#### DATA PROVIDED ####
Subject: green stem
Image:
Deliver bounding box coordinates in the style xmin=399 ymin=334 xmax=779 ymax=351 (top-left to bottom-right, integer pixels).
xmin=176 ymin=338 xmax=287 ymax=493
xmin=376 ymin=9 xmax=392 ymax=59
####
#### [ASSIGNMENT]
Reproduce the entries above in full, verbatim.

#### [TASK RESULT]
Subject: green stem
Image:
Deliver bounding box coordinates in the style xmin=399 ymin=334 xmax=779 ymax=351 (top-left to bottom-right, integer pixels).
xmin=176 ymin=338 xmax=287 ymax=493
xmin=376 ymin=9 xmax=392 ymax=59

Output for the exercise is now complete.